Problem description ▸
Set the pictures aside and return each record below precisely as written.

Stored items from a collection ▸
=== Section Start ===
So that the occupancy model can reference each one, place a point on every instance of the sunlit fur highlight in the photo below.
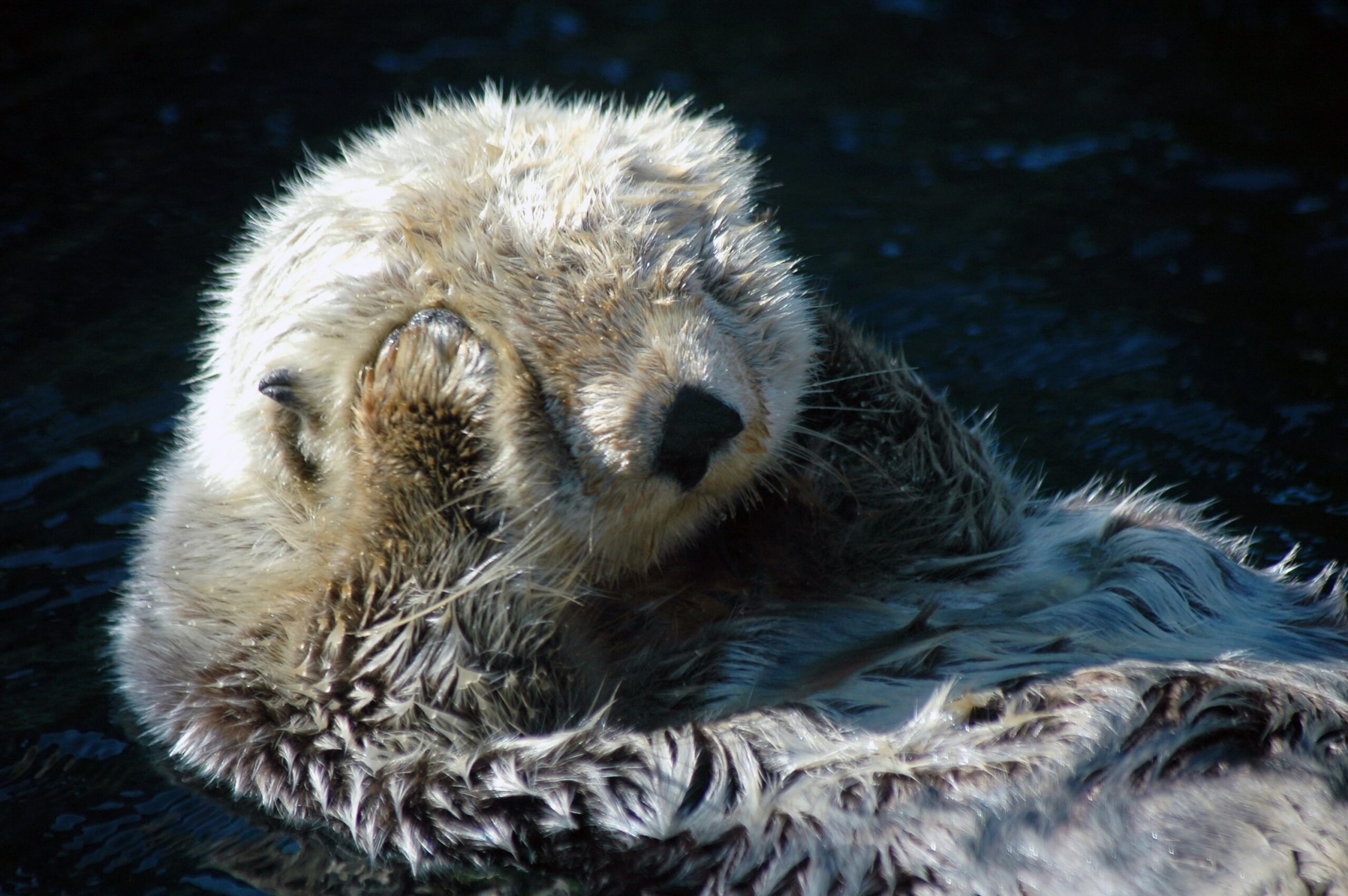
(440, 604)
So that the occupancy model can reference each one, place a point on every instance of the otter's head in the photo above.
(651, 341)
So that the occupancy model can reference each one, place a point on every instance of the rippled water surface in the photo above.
(1125, 227)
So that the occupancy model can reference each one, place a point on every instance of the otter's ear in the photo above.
(293, 415)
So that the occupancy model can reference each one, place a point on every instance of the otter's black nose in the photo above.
(696, 425)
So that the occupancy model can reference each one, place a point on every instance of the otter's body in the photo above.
(531, 512)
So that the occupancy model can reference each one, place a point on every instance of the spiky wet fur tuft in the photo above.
(425, 589)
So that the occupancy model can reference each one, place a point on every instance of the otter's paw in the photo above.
(421, 405)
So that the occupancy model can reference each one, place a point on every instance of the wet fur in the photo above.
(400, 593)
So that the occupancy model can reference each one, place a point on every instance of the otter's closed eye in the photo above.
(280, 386)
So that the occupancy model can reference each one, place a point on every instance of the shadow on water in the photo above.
(1125, 227)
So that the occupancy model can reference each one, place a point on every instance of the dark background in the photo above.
(1125, 225)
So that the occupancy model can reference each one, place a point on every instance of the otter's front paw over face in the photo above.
(418, 410)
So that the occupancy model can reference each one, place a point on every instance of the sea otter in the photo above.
(531, 511)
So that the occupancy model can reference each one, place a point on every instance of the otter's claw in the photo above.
(421, 406)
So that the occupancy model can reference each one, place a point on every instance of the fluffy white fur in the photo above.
(988, 693)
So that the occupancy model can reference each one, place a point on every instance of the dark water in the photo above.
(1122, 225)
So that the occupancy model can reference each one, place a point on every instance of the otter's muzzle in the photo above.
(696, 426)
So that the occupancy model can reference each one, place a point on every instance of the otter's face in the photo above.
(639, 399)
(649, 339)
=== Section End ===
Output of the task ▸
So that the occupancy model can reference each one, place a point on every instance of the sunlit fur highlight in the photo below.
(440, 604)
So that the occupancy model can reference each one, place a point on every instance of the otter's head in the photo above.
(651, 341)
So that the occupancy model can reference each one, place a point on every instance of the rippled water surface in the photo above.
(1125, 227)
So that the occupancy model can reference each one, place a point on every instance of the otter's ear in the photo above.
(293, 415)
So that the occupancy model can reference each one, place a point on every instance of the otter's black nose in the photo above.
(696, 425)
So that the occupancy model can reference each one, place a point on every instance of the otter's body in the photo above.
(531, 512)
So that the occupancy model can reference each one, place a point on every instance of the spiky wet fur tuft in the photo above.
(425, 589)
So that the occupancy model can reference each one, place a point on every instance of the otter's paw in the photo above.
(421, 405)
So that the occupancy model can reference each one, place a point on every instance of the wet fur in the photo above.
(400, 593)
So that the occupancy model can reference each one, place a point on every instance of the otter's closed eye in the photo above.
(280, 386)
So that the occupancy model can reference each one, place a point on every instance of the shadow on water in the photo above.
(1125, 227)
So that the occupancy model can reference each one, place a point on every instance of the dark background in the photo above.
(1125, 225)
So that the occupancy model can reference each one, place a point on every instance of the otter's front paw over face in the photo above.
(418, 410)
So that the occupancy model can reference each one, place a point on every instance of the sea otter in the photo above.
(531, 511)
So that the occupancy model can reference each one, place a point on every instance of the otter's claw in the photo above.
(421, 406)
So that the occupancy model can reference each one, place a point on every instance of the fluffy white fur in the photo above.
(988, 693)
So that the occupancy model can reference each one, place a point on every instance of the dark water in the photo above.
(1122, 225)
So that the occupancy model can reference each one, place a point on every instance of the otter's muzzle in the photo above.
(696, 426)
So that the occupancy model can reference each one, place a point on every instance of the otter's face in the photo above.
(639, 399)
(649, 339)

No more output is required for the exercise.